- [Objective] Copy the data below, swapping "street lamp" for "streetlight" and keeping everything else the same. Omit the pictures from your copy.
[START Material for this exercise]
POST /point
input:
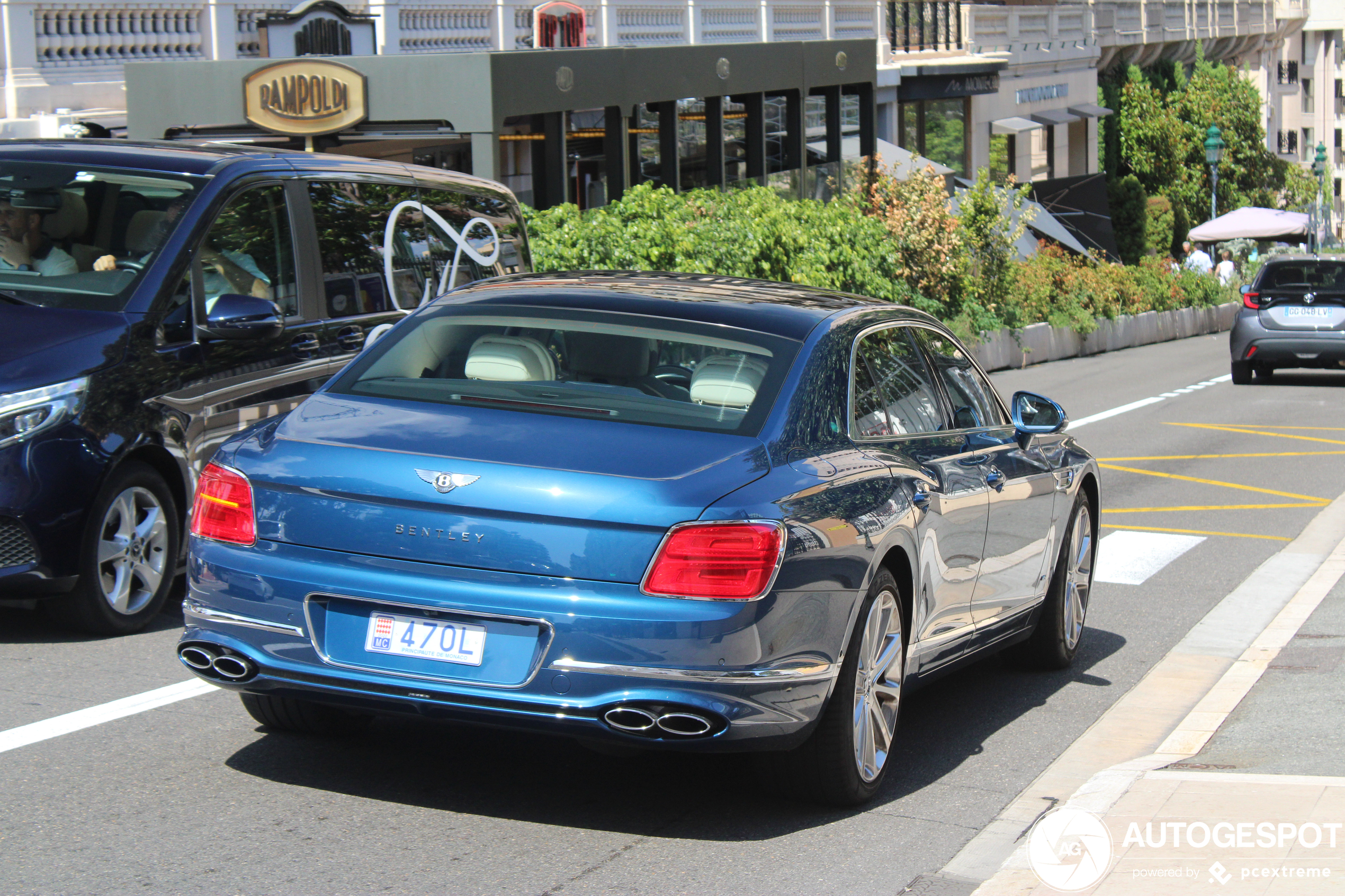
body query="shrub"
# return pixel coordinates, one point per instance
(1129, 218)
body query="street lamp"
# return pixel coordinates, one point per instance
(1214, 151)
(1320, 170)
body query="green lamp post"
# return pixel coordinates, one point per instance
(1320, 170)
(1214, 152)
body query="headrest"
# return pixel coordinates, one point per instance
(729, 382)
(143, 231)
(71, 220)
(509, 359)
(608, 356)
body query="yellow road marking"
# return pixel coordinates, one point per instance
(1217, 507)
(1232, 535)
(1251, 432)
(1203, 457)
(1227, 485)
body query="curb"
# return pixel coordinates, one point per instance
(1177, 705)
(1037, 343)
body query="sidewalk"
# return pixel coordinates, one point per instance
(1244, 795)
(1277, 761)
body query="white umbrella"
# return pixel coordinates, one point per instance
(1251, 223)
[END Material for this exercise]
- [Response to this task]
POST /point
input:
body query="shrub"
# return pixel coordinates, one point per instance
(1129, 218)
body query="streetlight"
# return pixel coordinates, one point per instance
(1214, 151)
(1320, 170)
body query="green lamp post"
# return pixel coordinates, one point per instance
(1320, 170)
(1214, 152)
body query="headrest"
# return pixel coordinates, one point per instance
(729, 382)
(143, 231)
(71, 220)
(509, 359)
(608, 356)
body query="yellow road marking"
# return pixel coordinates, one point per instance
(1217, 507)
(1232, 535)
(1251, 432)
(1203, 457)
(1227, 485)
body query="curb"
# return pixel coordinates, one point per instance
(1177, 705)
(1037, 343)
body query="sidewalk"
# return pixel coordinates, one point per instance
(1244, 795)
(1277, 761)
body query="white umbrella"
# return pixel coordinates, one point per instance
(1251, 223)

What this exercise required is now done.